▸ TASK STATEMENT: Reproduce the cooking text from "Following recent exposures" to "1 diced onion.", substituting "food processor" for "blender".

After the potatoes and peas were cooked I added them with two tablespoons of chopped mint and two of milk to the blender. I then blended them until they resembled the consistency of mushy peas as sampled from one of the many great local chippys in the area. The milk was crucial in the blending as without it the blender struggled to cut through the potato pieces despite the steamer doing an efficient and economic job of cooking them.

After the potatoes and peas were blended I put them in a serving bowl while the other ingredients were still being prepared.

I made a dressing for the dish by putting three tablespoons of honey in a saucepan with four sprigs of fresh Thyme, two tablespoons of dried Tarragon, some Rapeseed Oil and the juice and zest of one lemon. I stirred these ingredients together and warmed them through in the pan before putting them in a serving bowl.

Once the dish was all ready to serve I added the Haddock, some of the dressing, some of the peas and the leek, cress and onion to a plate as shown in the picture. With the Cocteau Twins' charming offering Heaven or Las Vegas playing loudly, I sat down to tea.

There was a real mix of flavours in the meal although not enough to spoil it. The smoked haddock contrasted well with the sweet and sour of the dressing and the freshness of the mint puree seemed all the more appropriate in the sunny weather. Definitely a dish for the end of an exacting week when the sun shone.

Here is the dish ready to eat with a presentation that attempts to give local restaurants a run for their money.

Sunday 20 March 2016

Our Laksma

The 23rd January was a Saturday and it involved a walk in the crisp winter sun in the local wood and exploring the large network of streams in the wood; mainly due to my dog's love of water and my need to get her clean after she found almost every muddy patch of ground possible on our walk.

The day before that I had found time to visit the winter gardens in my local city of Sheffield for a cup of tea with an old schoolfriend to end an exciting week on a high.

When I got home I stuck on the MP3 player Love's string laden and warped masterpiece Forever Changes which was followed by R.E.M's Green which saw them cross over with an album that is at least half successful in terms of creativity.

Following recent exposures to Oriental Culture through various sources I decided to make a dish known as Laksma. The method and the recipe of it from the version I made are as follows:

1. I created a paste that I put through my blender before frying- it as you will see I did later on in the recipe. The paste had in it the following:

1 diced onion.
2 diced garlic cloves.
1 teaspoon turmeric.
1 teaspoon ginger.
1 teaspoon coriander.
2 diced green chilli peppers.
1 tablespoon olive oil.

[Stored data entries]
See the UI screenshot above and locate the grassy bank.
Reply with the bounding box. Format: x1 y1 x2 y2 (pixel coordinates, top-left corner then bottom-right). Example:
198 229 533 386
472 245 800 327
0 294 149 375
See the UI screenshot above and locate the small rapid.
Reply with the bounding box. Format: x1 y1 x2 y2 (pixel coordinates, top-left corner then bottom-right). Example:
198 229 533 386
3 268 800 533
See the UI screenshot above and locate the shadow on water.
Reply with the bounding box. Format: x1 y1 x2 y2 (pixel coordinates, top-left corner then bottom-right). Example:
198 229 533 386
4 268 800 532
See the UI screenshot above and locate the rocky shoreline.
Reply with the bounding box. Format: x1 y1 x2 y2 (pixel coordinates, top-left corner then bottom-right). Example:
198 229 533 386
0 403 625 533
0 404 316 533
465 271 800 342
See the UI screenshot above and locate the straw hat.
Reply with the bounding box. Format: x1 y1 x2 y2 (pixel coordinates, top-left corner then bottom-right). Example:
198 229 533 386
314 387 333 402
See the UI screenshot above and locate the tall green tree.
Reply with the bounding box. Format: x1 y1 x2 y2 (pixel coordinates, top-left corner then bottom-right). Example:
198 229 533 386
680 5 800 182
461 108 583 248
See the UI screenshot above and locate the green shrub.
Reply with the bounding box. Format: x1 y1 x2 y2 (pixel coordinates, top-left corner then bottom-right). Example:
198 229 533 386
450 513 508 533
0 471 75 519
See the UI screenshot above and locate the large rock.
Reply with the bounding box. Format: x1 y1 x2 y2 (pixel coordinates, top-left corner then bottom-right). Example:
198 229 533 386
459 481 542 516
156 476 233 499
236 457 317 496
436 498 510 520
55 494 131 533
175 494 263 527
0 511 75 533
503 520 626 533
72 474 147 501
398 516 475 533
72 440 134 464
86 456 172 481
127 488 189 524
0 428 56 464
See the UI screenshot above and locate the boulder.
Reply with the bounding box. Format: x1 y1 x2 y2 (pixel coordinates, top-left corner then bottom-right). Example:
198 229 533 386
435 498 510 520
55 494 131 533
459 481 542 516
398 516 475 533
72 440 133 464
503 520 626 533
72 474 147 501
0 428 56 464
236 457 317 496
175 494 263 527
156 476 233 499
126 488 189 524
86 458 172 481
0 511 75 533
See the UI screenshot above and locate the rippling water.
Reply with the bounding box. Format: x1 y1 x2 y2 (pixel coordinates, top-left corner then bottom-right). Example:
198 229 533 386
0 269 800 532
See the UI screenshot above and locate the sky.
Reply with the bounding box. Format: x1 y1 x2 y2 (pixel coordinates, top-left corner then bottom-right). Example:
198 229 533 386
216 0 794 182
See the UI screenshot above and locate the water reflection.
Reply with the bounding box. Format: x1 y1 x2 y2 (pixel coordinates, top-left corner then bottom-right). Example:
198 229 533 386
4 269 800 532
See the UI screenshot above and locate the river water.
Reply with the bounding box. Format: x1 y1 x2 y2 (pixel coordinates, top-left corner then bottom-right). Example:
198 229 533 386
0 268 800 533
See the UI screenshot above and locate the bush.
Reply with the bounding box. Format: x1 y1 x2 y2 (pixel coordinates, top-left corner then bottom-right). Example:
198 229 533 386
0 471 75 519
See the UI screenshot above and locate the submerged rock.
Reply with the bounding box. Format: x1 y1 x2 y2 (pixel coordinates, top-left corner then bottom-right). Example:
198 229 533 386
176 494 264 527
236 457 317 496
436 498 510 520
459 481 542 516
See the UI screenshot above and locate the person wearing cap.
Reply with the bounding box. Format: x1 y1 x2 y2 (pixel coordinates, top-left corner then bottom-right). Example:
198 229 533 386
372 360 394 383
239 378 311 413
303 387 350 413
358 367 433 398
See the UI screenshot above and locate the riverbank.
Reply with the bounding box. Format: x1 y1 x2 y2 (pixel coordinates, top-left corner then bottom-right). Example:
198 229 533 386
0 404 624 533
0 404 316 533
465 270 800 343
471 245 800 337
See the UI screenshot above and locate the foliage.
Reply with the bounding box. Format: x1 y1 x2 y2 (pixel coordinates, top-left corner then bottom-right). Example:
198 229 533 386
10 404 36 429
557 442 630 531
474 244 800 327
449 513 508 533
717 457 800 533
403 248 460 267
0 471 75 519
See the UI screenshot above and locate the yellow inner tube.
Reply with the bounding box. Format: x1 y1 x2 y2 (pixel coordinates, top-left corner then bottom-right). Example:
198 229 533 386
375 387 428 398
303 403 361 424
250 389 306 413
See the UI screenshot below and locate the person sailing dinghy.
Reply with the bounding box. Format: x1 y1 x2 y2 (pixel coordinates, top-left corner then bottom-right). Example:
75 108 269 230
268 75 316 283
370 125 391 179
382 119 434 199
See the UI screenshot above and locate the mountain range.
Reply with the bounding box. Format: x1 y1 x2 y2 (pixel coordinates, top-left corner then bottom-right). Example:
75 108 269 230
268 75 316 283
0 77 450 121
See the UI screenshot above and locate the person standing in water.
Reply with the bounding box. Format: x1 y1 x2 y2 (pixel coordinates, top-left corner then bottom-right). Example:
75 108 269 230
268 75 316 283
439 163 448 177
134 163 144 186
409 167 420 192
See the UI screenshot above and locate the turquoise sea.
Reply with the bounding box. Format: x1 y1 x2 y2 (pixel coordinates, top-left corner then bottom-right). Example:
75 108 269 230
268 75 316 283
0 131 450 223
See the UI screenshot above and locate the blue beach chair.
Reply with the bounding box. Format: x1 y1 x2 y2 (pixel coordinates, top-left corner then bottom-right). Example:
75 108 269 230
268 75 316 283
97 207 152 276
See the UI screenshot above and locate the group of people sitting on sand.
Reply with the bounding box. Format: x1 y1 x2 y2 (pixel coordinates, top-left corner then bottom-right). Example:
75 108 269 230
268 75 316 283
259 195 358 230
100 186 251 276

▸ RESPONSE TO THIS EXERCISE:
Following recent exposures to Oriental Culture through various sources I decided to make a dish known as Laksma. The method and the recipe of it from the version I made are as follows:

1. I created a paste that I put through my food processor before frying- it as you will see I did later on in the recipe. The paste had in it the following:

1 diced onion.